* **EXERCISE OBJECTIVE**: Repeat each line of the material exactly.

-- START SUPPLIED DATA --

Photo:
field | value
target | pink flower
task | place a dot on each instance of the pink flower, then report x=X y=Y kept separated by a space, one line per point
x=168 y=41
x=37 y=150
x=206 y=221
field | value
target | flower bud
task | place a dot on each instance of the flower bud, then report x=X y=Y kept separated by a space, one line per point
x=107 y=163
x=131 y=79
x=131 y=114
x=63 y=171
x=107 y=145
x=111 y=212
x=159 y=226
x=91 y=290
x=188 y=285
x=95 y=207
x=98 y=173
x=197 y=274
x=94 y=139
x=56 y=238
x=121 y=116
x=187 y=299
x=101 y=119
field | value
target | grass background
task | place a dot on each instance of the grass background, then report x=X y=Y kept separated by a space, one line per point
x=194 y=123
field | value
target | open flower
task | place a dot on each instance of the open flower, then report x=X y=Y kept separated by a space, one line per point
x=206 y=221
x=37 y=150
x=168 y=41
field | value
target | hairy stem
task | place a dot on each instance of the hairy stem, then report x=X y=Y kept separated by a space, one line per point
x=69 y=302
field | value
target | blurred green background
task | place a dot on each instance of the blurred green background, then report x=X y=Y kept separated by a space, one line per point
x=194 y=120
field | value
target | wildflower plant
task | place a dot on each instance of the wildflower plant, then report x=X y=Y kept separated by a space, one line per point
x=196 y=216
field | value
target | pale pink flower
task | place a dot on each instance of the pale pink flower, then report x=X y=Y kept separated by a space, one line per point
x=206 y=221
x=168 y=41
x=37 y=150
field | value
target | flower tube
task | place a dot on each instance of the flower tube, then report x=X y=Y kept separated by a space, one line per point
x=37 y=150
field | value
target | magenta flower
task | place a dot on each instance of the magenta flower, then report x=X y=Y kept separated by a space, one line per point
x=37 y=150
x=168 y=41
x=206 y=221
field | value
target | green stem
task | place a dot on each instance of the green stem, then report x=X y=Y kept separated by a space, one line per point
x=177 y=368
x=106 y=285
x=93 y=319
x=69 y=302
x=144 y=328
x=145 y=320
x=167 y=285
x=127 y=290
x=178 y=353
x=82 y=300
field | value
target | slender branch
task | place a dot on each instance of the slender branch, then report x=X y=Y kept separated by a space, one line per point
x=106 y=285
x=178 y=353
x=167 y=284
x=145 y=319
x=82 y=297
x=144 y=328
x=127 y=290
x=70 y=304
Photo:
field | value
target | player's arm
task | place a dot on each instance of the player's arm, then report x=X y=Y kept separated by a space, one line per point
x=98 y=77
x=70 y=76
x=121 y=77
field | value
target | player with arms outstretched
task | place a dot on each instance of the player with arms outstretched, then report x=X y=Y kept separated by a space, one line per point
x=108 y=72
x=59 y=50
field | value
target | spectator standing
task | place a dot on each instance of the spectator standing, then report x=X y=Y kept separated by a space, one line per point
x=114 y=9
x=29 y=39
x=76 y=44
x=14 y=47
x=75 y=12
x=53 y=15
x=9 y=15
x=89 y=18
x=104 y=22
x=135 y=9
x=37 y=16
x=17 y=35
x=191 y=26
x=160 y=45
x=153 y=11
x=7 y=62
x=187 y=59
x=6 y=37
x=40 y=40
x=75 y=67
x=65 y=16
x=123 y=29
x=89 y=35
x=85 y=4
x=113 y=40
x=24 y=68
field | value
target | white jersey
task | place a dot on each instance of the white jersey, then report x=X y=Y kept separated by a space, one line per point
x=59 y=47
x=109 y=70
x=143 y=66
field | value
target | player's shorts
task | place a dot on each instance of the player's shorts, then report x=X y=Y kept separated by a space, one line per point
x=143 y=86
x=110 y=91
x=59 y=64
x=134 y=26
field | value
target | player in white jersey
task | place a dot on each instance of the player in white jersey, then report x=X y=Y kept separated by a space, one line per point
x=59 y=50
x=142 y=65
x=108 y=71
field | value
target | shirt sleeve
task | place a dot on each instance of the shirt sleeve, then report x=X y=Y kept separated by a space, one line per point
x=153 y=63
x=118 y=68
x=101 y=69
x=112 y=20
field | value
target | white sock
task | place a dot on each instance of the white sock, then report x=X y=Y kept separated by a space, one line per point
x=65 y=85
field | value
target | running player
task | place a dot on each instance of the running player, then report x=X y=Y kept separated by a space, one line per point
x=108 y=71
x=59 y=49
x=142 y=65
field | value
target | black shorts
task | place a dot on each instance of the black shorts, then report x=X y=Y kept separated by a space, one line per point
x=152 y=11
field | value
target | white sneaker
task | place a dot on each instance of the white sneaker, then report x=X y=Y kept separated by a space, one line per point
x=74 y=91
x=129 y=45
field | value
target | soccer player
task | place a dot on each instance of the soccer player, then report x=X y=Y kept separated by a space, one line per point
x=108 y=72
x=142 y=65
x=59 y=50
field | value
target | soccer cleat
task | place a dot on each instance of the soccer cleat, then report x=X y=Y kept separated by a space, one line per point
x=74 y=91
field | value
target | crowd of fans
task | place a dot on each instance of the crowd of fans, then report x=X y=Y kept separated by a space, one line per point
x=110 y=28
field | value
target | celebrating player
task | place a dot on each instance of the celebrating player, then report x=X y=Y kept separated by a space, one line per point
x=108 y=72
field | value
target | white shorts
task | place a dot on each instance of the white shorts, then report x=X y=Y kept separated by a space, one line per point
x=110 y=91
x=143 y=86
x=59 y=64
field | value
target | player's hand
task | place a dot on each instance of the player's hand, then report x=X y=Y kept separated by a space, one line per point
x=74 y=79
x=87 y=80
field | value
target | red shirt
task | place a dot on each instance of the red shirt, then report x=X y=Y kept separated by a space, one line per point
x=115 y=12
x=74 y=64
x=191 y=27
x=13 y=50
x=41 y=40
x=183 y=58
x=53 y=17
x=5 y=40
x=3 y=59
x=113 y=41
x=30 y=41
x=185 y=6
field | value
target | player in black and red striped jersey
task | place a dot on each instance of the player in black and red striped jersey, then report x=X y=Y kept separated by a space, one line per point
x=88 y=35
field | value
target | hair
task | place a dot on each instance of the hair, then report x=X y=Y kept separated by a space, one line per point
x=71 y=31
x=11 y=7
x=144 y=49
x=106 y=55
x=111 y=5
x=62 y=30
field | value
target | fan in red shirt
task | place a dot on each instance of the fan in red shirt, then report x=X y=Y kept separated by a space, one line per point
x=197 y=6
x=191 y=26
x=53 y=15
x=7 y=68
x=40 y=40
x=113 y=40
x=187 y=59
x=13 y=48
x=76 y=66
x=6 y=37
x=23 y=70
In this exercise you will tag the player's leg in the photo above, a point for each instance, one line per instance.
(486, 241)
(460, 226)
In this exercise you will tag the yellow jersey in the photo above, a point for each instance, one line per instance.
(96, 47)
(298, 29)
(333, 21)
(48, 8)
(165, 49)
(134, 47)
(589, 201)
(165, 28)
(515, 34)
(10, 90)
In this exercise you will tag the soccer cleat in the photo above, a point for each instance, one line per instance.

-- END SUPPLIED DATA --

* **IN RESPONSE**:
Photo:
field | value
target | pink flower
task | place a dot on each instance of the pink flower, then report x=X y=Y kept separated by a space, one line per point
x=168 y=41
x=37 y=150
x=206 y=221
field | value
target | flower bud
task | place a dot on each instance of the flower bud, then report x=X y=Y kept separated by a space, one line per point
x=107 y=163
x=131 y=79
x=131 y=114
x=63 y=171
x=107 y=145
x=111 y=212
x=159 y=226
x=91 y=290
x=188 y=285
x=95 y=207
x=98 y=173
x=197 y=274
x=94 y=139
x=56 y=238
x=121 y=116
x=187 y=299
x=101 y=119
field | value
target | grass background
task | place a dot on each instance of the grass background, then report x=X y=Y kept separated by a space, one line per point
x=194 y=123
field | value
target | open flower
task | place a dot on each instance of the open flower, then report x=X y=Y kept separated by a space, one line per point
x=206 y=221
x=37 y=150
x=168 y=41
field | value
target | hairy stem
task | place a dot on each instance of the hairy stem, then report x=X y=Y kept separated by a space, one line per point
x=69 y=302
field | value
target | blurred green background
task | place a dot on each instance of the blurred green background, then report x=X y=Y kept separated by a space, one line per point
x=194 y=120
field | value
target | wildflower plant
task | place a dot on each instance of the wildflower plant, then report x=X y=Y kept separated by a space, one line per point
x=196 y=216
field | value
target | pale pink flower
task | place a dot on each instance of the pale pink flower, then report x=X y=Y kept separated by a space, one line per point
x=206 y=221
x=168 y=41
x=37 y=150
field | value
target | flower tube
task | place a dot on each instance of the flower tube, then report x=X y=Y kept separated by a space, one line per point
x=37 y=150
field | value
target | magenta flower
task | place a dot on each instance of the magenta flower, then report x=X y=Y kept separated by a space, one line per point
x=37 y=150
x=168 y=41
x=206 y=221
field | value
target | green stem
task | place a dot on each instance of the green stem, then report x=X y=Y kept separated by a space, one line per point
x=177 y=368
x=106 y=285
x=93 y=319
x=69 y=302
x=144 y=328
x=145 y=320
x=167 y=285
x=127 y=290
x=178 y=353
x=82 y=300
field | value
target | slender branch
task | place a dot on each instance of the slender branch, then report x=X y=Y kept separated by a space, one line per point
x=106 y=285
x=178 y=353
x=167 y=284
x=145 y=319
x=82 y=297
x=144 y=328
x=127 y=290
x=70 y=304
Photo:
field | value
target | player's arm
task | place a dot on each instance of the player's arm, then report x=X y=Y kept separated by a space, one line per point
x=98 y=77
x=70 y=76
x=121 y=77
field | value
target | player with arms outstretched
task | place a dot on each instance of the player with arms outstretched, then report x=X y=Y kept separated by a space, one line per point
x=108 y=72
x=59 y=50
field | value
target | spectator standing
task | place a dot on each instance of the spectator standing, then report x=X y=Y kept separated by a space, one line per point
x=114 y=9
x=29 y=39
x=76 y=44
x=14 y=47
x=75 y=12
x=53 y=15
x=9 y=15
x=89 y=18
x=104 y=22
x=135 y=9
x=37 y=16
x=17 y=35
x=191 y=26
x=160 y=45
x=153 y=11
x=7 y=62
x=187 y=59
x=6 y=37
x=40 y=40
x=75 y=67
x=65 y=16
x=123 y=29
x=89 y=35
x=85 y=4
x=113 y=40
x=24 y=68
field | value
target | white jersey
task | place a dot on each instance of the white jersey, then report x=X y=Y kept separated by a space, one line per point
x=59 y=47
x=109 y=70
x=143 y=66
field | value
target | player's shorts
task | place a dot on each instance of the player's shorts, then report x=X y=Y kept separated by a space, one line per point
x=143 y=86
x=110 y=91
x=59 y=64
x=134 y=26
field | value
target | player in white jersey
task | place a dot on each instance of the player in white jersey, then report x=X y=Y kept separated by a space, one line per point
x=59 y=50
x=142 y=65
x=108 y=71
field | value
target | shirt sleeve
task | place a dot on each instance of the shirt sleeve, then report x=X y=Y kept separated by a space, one line per point
x=153 y=63
x=118 y=68
x=101 y=69
x=112 y=20
field | value
target | white sock
task | place a dot on each instance of the white sock, then report x=X y=Y kept separated by a space, one line per point
x=65 y=85
field | value
target | running player
task | place a dot on each instance of the running player, then report x=X y=Y kept separated by a space, one line per point
x=108 y=71
x=59 y=49
x=142 y=65
field | value
target | black shorts
task | place a dot on each instance of the black shorts, then report x=X y=Y kept separated by a space, one line per point
x=152 y=11
field | value
target | white sneaker
task | place a dot on each instance of the white sneaker, then report x=X y=Y kept separated by a space, one line per point
x=74 y=91
x=129 y=45
field | value
target | soccer player
task | place a dot on each instance of the soccer player, then report x=X y=Y kept separated by a space, one line per point
x=108 y=72
x=142 y=65
x=59 y=50
field | value
target | soccer cleat
task | place a dot on each instance of the soccer cleat, then report x=X y=Y kept separated by a space, one line per point
x=74 y=91
field | value
target | crowd of fans
task | place a dot on each instance of the crowd of fans, then report x=X y=Y kept separated by a space, one line per point
x=110 y=28
field | value
target | celebrating player
task | place a dot on each instance of the celebrating player, then report x=X y=Y kept separated by a space, one line per point
x=108 y=72
field | value
target | white shorts
task | place a dot on each instance of the white shorts, then report x=X y=Y kept separated by a space, one line per point
x=110 y=91
x=143 y=86
x=59 y=64
field | value
target | player's hand
task | place a dot on each instance of the player's hand, then report x=X y=Y kept separated by a space, one line per point
x=74 y=79
x=87 y=80
field | value
target | red shirt
task | place a dot on each instance of the red shirt, then report x=X y=Y kept separated by a space, one line per point
x=115 y=12
x=74 y=64
x=191 y=27
x=13 y=50
x=41 y=40
x=183 y=58
x=53 y=17
x=5 y=40
x=3 y=59
x=113 y=41
x=30 y=41
x=185 y=6
field | value
target | player in black and red striped jersey
task | place a dot on each instance of the player in black and red striped jersey, then report x=X y=Y kept separated by a space, one line per point
x=88 y=35
field | value
target | hair
task | place a dot on each instance of the hair, then report x=X y=Y kept separated by a space, one line per point
x=71 y=31
x=11 y=7
x=144 y=49
x=106 y=55
x=111 y=5
x=62 y=30
field | value
target | fan in red shirt
task | place a dot on each instance of the fan in red shirt, then report x=X y=Y kept separated by a space, one line per point
x=197 y=6
x=191 y=26
x=53 y=15
x=7 y=68
x=40 y=40
x=113 y=40
x=187 y=59
x=13 y=48
x=76 y=66
x=6 y=37
x=23 y=70
In this exercise you will tag the player's leg in the photo above, a point for each instance, one line per instance.
(486, 241)
(460, 226)
In this exercise you will tag the yellow jersey in the photo above, a point for each instance, one line per instance.
(96, 47)
(298, 29)
(333, 21)
(48, 8)
(165, 49)
(134, 47)
(589, 201)
(165, 28)
(515, 34)
(10, 90)
In this exercise you will tag the soccer cleat in the photo above, a point for each instance, one line per instance.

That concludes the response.